• **WHAT THE TASK ASKS**
Output the span of lines from the one that contains "Objective - one point per instance of the white dog's tail" through the end of the records, inclusive, exactly as written and free of pictures.

Saved entries
—————

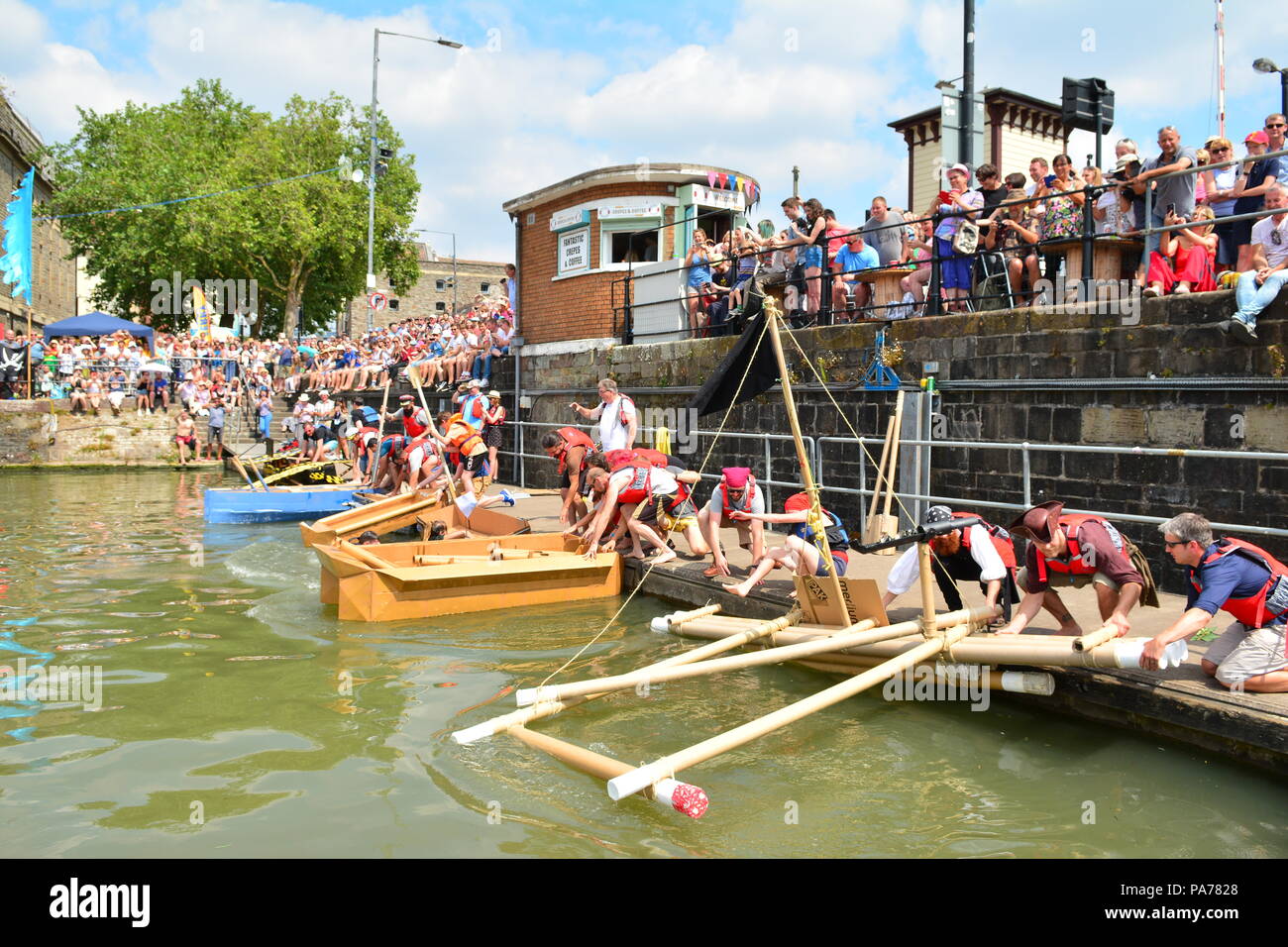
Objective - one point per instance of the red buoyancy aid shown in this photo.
(748, 499)
(1076, 564)
(621, 458)
(1001, 539)
(574, 437)
(412, 427)
(639, 488)
(1249, 611)
(465, 441)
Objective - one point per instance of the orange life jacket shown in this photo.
(574, 437)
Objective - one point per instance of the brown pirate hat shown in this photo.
(1039, 522)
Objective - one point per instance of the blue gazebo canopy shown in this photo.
(98, 324)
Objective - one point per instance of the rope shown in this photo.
(700, 468)
(862, 446)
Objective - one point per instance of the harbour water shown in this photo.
(237, 716)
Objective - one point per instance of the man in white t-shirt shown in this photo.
(616, 416)
(1260, 285)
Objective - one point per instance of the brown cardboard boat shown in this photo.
(423, 579)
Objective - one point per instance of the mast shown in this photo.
(1220, 67)
(773, 315)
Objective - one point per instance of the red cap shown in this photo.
(735, 476)
(797, 501)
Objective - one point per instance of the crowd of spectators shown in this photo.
(999, 237)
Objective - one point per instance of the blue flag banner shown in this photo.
(16, 263)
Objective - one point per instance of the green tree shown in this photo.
(301, 241)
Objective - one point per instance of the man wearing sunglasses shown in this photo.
(1258, 286)
(1240, 579)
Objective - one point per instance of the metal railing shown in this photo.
(868, 449)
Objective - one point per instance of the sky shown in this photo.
(542, 91)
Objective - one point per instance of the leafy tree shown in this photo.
(301, 241)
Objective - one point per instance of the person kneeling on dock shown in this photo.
(983, 554)
(1078, 549)
(737, 491)
(1247, 582)
(571, 447)
(626, 488)
(803, 553)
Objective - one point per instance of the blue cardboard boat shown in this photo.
(274, 504)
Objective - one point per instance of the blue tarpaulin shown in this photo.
(98, 324)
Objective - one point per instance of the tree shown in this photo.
(301, 241)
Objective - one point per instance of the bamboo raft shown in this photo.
(837, 626)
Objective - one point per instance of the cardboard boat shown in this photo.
(423, 579)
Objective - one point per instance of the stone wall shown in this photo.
(1043, 376)
(46, 432)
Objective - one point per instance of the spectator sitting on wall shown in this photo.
(1173, 195)
(854, 257)
(990, 185)
(1249, 192)
(885, 234)
(1258, 286)
(1186, 261)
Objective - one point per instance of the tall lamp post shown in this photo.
(372, 165)
(447, 234)
(1269, 65)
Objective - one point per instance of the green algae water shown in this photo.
(237, 716)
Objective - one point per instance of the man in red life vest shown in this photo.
(1073, 549)
(1247, 582)
(735, 491)
(980, 554)
(626, 488)
(571, 447)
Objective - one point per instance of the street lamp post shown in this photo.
(372, 162)
(1269, 65)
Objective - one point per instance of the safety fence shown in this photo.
(661, 302)
(912, 501)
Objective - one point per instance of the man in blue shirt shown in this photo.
(851, 258)
(1237, 579)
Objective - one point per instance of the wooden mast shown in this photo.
(772, 313)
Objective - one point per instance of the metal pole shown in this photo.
(372, 185)
(966, 145)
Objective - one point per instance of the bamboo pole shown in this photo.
(871, 527)
(366, 556)
(978, 650)
(771, 656)
(537, 711)
(636, 780)
(1010, 682)
(1095, 639)
(674, 795)
(772, 313)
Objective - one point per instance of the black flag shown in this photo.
(752, 356)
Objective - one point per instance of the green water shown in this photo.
(228, 728)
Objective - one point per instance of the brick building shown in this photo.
(1017, 129)
(579, 237)
(53, 282)
(433, 292)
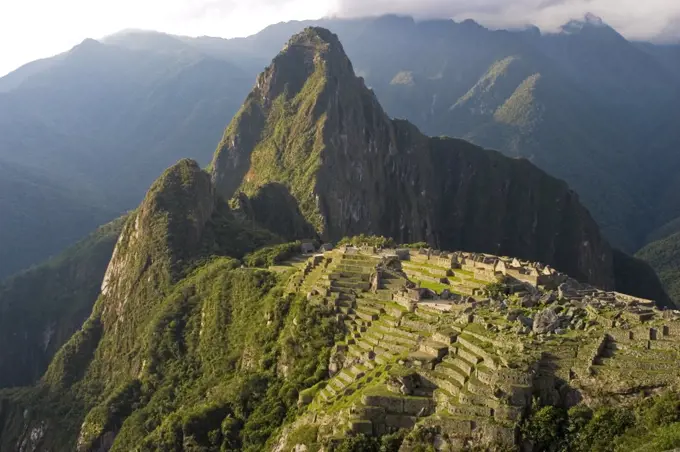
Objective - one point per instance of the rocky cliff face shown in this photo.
(42, 307)
(314, 127)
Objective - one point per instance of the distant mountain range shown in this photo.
(211, 330)
(586, 105)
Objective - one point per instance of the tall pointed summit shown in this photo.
(311, 127)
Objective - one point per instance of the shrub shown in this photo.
(272, 255)
(369, 240)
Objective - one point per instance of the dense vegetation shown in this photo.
(75, 133)
(41, 216)
(272, 255)
(664, 257)
(649, 426)
(368, 240)
(42, 307)
(214, 354)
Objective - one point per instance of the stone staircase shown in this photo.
(439, 277)
(375, 334)
(470, 382)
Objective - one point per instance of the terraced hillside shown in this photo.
(460, 344)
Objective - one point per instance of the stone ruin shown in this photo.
(426, 345)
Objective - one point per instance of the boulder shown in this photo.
(545, 321)
(525, 321)
(527, 302)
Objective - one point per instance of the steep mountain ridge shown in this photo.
(103, 121)
(44, 306)
(323, 134)
(188, 348)
(605, 124)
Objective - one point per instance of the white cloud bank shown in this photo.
(32, 29)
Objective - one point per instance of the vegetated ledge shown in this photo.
(459, 344)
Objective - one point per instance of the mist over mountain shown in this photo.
(210, 332)
(584, 104)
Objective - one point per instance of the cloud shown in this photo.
(635, 19)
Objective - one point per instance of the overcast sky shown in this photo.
(32, 29)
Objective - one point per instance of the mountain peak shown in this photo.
(314, 37)
(589, 22)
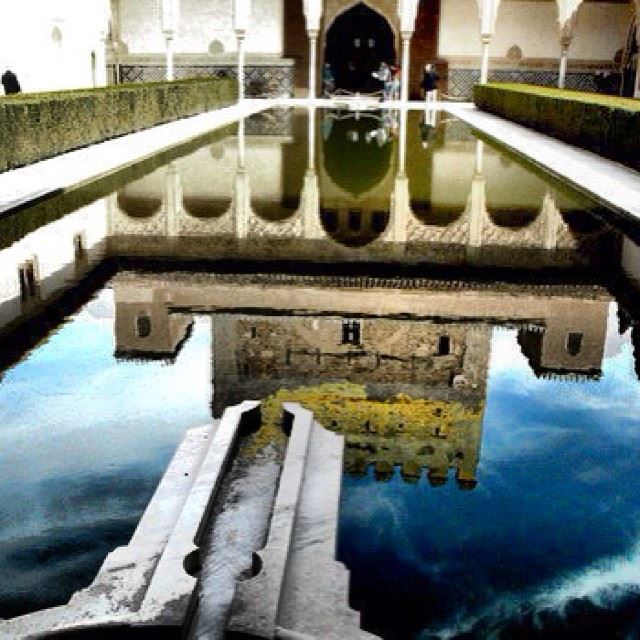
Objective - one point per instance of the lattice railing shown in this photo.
(260, 80)
(461, 81)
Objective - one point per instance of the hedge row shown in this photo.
(607, 125)
(41, 125)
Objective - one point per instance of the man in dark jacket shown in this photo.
(10, 82)
(429, 83)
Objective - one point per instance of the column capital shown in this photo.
(313, 10)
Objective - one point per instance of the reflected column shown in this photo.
(550, 220)
(488, 16)
(310, 197)
(172, 200)
(169, 12)
(241, 16)
(401, 199)
(477, 202)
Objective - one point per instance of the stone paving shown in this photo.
(55, 175)
(608, 182)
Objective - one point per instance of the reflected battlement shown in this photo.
(345, 184)
(415, 353)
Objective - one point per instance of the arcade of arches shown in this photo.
(520, 40)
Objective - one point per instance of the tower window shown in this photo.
(351, 332)
(79, 250)
(444, 345)
(143, 326)
(28, 282)
(574, 343)
(354, 220)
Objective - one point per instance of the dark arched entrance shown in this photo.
(357, 42)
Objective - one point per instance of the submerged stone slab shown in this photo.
(146, 583)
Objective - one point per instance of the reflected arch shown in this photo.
(513, 218)
(354, 227)
(355, 156)
(358, 40)
(205, 208)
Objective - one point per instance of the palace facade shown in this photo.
(590, 45)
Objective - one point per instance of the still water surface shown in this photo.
(457, 311)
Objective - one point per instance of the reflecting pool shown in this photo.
(470, 326)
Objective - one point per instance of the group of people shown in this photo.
(389, 76)
(10, 82)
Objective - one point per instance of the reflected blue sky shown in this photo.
(555, 515)
(83, 442)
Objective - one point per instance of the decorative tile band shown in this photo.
(461, 81)
(260, 80)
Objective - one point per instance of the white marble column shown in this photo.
(168, 44)
(100, 77)
(404, 82)
(103, 16)
(240, 40)
(551, 219)
(407, 12)
(169, 15)
(313, 63)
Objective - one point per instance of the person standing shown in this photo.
(384, 75)
(328, 81)
(429, 83)
(10, 82)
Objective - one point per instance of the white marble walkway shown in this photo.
(608, 182)
(48, 177)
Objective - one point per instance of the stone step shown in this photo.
(146, 583)
(301, 591)
(255, 607)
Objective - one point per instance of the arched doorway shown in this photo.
(357, 42)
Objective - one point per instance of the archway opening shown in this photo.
(357, 42)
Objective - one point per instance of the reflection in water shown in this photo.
(444, 307)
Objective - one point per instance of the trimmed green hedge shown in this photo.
(607, 125)
(35, 126)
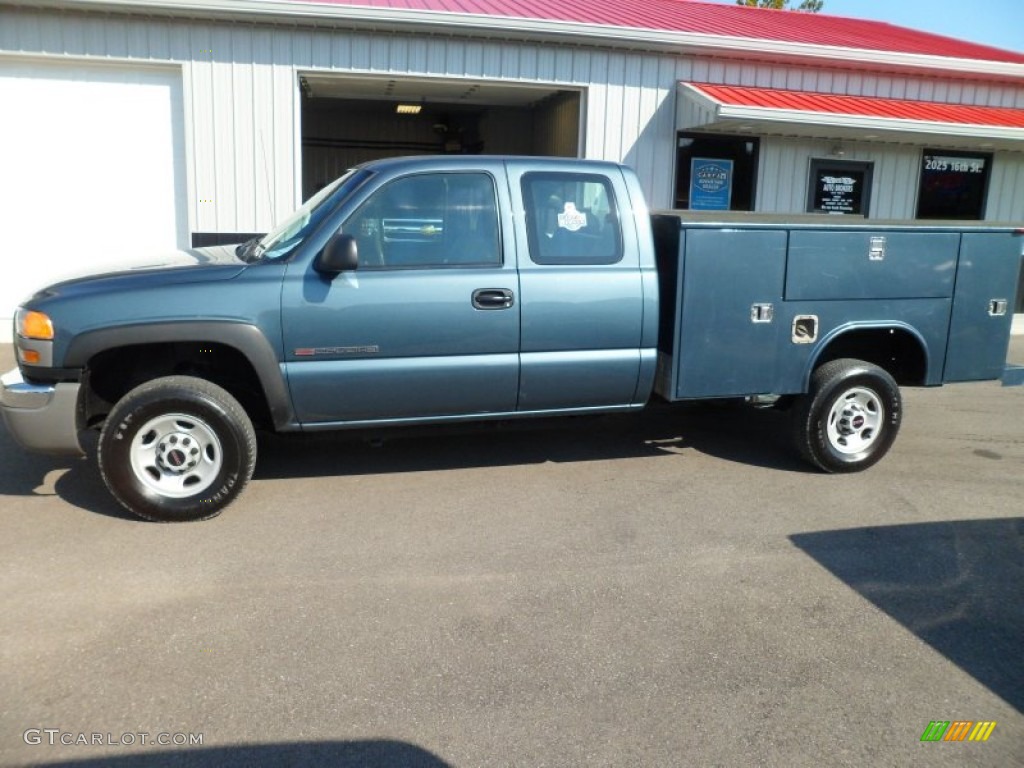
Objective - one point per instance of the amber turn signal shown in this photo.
(34, 325)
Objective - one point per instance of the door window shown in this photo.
(429, 220)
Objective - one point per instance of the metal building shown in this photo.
(163, 124)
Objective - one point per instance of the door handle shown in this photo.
(493, 298)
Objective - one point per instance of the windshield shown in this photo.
(284, 238)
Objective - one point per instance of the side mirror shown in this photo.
(339, 255)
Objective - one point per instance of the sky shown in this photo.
(996, 23)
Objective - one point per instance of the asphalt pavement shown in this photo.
(671, 589)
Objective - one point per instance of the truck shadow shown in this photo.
(734, 433)
(954, 585)
(366, 754)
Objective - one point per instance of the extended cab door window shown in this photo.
(582, 292)
(571, 219)
(429, 220)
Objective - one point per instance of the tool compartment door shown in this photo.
(731, 291)
(983, 306)
(830, 264)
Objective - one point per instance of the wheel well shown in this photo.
(894, 349)
(111, 374)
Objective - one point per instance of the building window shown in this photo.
(953, 184)
(716, 172)
(429, 220)
(842, 186)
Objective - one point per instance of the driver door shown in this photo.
(427, 327)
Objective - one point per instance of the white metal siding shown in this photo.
(242, 101)
(93, 171)
(1006, 189)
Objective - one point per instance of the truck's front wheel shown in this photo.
(850, 418)
(177, 449)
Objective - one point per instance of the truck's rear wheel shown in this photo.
(177, 449)
(850, 418)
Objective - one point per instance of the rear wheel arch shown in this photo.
(897, 348)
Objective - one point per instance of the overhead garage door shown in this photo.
(93, 171)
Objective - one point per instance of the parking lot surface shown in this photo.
(669, 589)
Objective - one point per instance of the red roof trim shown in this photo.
(886, 109)
(692, 16)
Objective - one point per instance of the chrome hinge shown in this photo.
(997, 307)
(877, 251)
(762, 313)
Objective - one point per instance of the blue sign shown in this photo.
(711, 184)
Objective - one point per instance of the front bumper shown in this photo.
(41, 417)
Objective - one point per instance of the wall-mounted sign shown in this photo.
(711, 184)
(953, 184)
(840, 186)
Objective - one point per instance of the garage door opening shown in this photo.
(346, 121)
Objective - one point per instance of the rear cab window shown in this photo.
(571, 218)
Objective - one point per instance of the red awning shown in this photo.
(826, 115)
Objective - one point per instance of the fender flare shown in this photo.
(245, 338)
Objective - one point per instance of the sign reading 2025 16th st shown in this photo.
(711, 184)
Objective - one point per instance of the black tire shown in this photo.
(177, 449)
(850, 418)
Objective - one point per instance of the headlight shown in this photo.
(33, 325)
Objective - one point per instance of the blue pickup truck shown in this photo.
(456, 289)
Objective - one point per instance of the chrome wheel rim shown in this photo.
(176, 455)
(855, 421)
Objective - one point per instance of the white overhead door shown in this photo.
(91, 171)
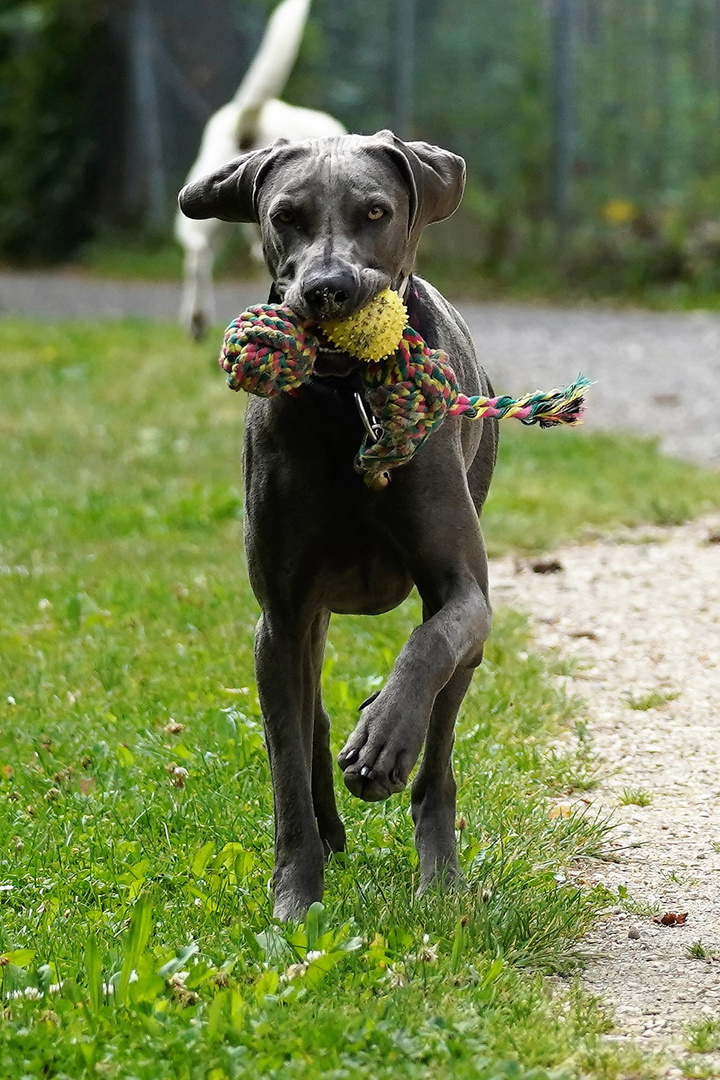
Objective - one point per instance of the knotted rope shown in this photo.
(269, 350)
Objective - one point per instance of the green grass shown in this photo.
(135, 802)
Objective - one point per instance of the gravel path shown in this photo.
(640, 616)
(656, 374)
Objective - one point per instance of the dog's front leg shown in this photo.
(282, 660)
(385, 744)
(445, 555)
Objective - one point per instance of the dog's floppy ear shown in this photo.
(230, 192)
(435, 179)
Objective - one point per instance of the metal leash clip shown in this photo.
(370, 422)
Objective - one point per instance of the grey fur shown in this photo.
(317, 539)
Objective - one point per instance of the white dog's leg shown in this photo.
(202, 245)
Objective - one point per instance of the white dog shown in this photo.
(253, 119)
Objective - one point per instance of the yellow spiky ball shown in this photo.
(374, 332)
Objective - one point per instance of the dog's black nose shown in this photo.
(331, 294)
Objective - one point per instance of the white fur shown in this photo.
(254, 119)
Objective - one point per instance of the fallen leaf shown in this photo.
(671, 919)
(546, 566)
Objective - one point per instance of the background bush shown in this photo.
(48, 156)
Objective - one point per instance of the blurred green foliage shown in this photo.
(45, 151)
(646, 129)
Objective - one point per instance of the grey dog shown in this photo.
(340, 219)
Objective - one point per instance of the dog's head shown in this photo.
(340, 217)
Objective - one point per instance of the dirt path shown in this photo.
(640, 616)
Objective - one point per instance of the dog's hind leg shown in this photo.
(434, 790)
(329, 825)
(283, 663)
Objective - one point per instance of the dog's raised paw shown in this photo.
(374, 770)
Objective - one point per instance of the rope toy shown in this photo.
(410, 388)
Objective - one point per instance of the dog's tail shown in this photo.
(271, 67)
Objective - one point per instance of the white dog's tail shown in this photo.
(271, 67)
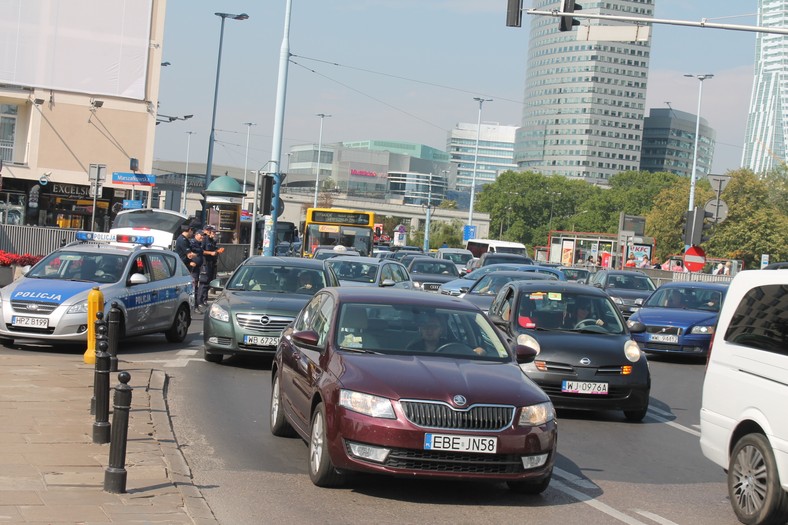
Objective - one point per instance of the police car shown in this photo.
(49, 304)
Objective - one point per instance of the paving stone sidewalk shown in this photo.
(52, 472)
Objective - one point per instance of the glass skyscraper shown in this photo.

—————

• **RESPONSE TO THIS EXERCISE**
Objective - one point per instance of the white dog's tail shown in this photo.
(271, 67)
Objective - one point per instance of the police car shown in this photo.
(49, 304)
Objective - one point per instance of the paving stone sidewalk shown in this photo.
(52, 472)
Objective - one point per instance of the glass skyscraper shown in this photo.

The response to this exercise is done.